COMPLETE THE FOLLOWING →
1) In the post about finishing chemotherapy, how did the writer celebrate the weekend after the last chemo appointment?
2) Repeat the chemotherapy post word for word, everything from "Since I was" down to "and that release.".
3) Carry on the post about finishing chemotherapy from its last sentence.

GIVEN TEXT →

○ ○ ○ ○

End of Chemo Year

Hey there! Remember when I was telling the story about my treatment? Me too! I was just getting to part of the story about the end of my chemotherapy infusions when I got a little distracted, had computer difficulties, got busy, went on vacation, got through the holidays, and, well, now this post is actually about me Thirteen Lucky Months ago. I left off talking about the day of my last chemo and how I was feeling going into it.

Since I was still a nervous patient and I had the added complexity of actually making the doctors nervous, I was able to see the oncologist before going down for my last infusion. As usual, I had a list of questions. I will spare you my notes about my upset stomach issues caused by the drugs. I had a chest cold and cough. There was green stuff instead of clear. I had a slight fever off and on. Yes, I could get it anyway. I had an ache in my armpit and breast. It had been there for months. I asked nearly every chance I had where someone would listen. I wanted to start working out. I had to wait until after the surgery and that release.

Then finally I was able to go downstairs. I wrote about the last day here in detail. My mom and That Guy were there. My dad brought the girls in at the end. I rang the bell. And home I went to rest. I was anxious. I was looking forward to the holidays. I was even looking forward to the surgery, but terrified of what the outcome would be when they got in there. I had so many questions. I had only a few answers. No one knew the answers. Trust me. I asked them all!

The weekend after my last chemo appointment, I celebrated with some of my dear friends. We shopped a little. We ate. We laughed. We seriously really really laughed. I only had to pop the anti-nausea pills a couple times that day. I was tired, but I made it through. This was a big day. It meant so much. It made me feel so loved.

○ ○ ○ ○

DATA SHOWN →
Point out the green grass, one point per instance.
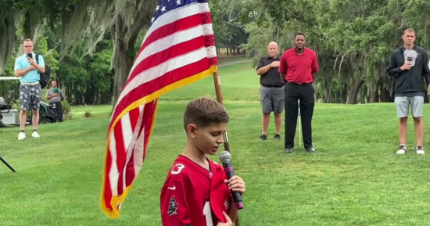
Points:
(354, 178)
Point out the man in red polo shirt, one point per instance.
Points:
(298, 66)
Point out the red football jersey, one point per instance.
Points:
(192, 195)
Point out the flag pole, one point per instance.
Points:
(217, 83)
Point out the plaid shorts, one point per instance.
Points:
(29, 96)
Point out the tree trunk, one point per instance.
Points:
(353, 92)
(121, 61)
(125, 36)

○ ○ ○ ○

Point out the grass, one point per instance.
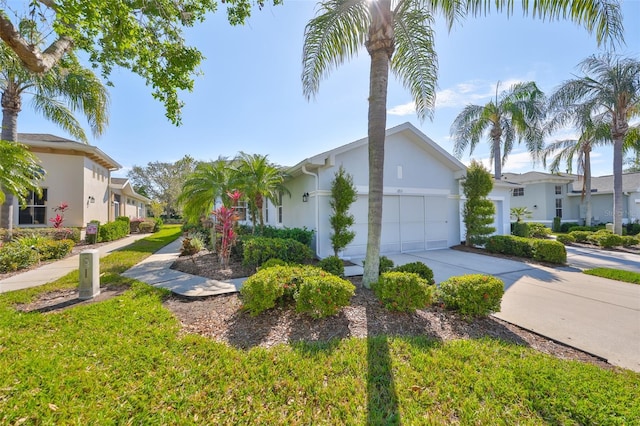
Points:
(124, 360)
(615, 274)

○ ○ ○ ○

SOLVED PROBLEMS →
1) By shopping, eating, and laughing with some dear friends.

2)
Since I was still a nervous patient and I had the added complexity of actually making the doctors nervous, I was able to see the oncologist before going down for my last infusion. As usual, I had a list of questions. I will spare you my notes about my upset stomach issues caused by the drugs. I had a chest cold and cough. There was green stuff instead of clear. I had a slight fever off and on. Yes, I could get it anyway. I had an ache in my armpit and breast. It had been there for months. I asked nearly every chance I had where someone would listen. I wanted to start working out. I had to wait until after the surgery and that release.

3)
Later that week I met with my surgeon. You guessed it… lots of questions. And answers I didn’t even know I needed. This is when I found out that I could no longer wear underwire bras. Seriously. I needed to eventually get a lymph sleeve to avoid getting lymphedema. That wouldn’t be for a little while in my case it turned out. The physical therapy would address my concerns of being weak. The Lovenox (blood thinner) I was on would possibly have to stop and a switch to something shorter acting or maybe held longer. The surgeon and medical oncologist would discuss since they weren’t on the same page at the time of the appointment with the surgeon. I was still on two Lovenox shots a day at that point. How quickly can I go back to yoga?

I went into the appointment with one big worry. My upset stomach, my chest, my head. Had it spread? Would we change the approach if we knew right now that it had? Don’t we want to scan and find out? At the end of surgery, these concerns should be alleviated right? It’s the lymph node clear signal I want right?

She said I could shower the day after surgery. This was a big question after my hospital stay a few months earlier. I would go home with pain medications. That was a big one after the port incident. I would need antibiotics after surgery. I would need to remind her about the paper tape that morning. She recommended comfortable bras that offer support like underwire.

And then we went through the holidays. And my emotions became intense.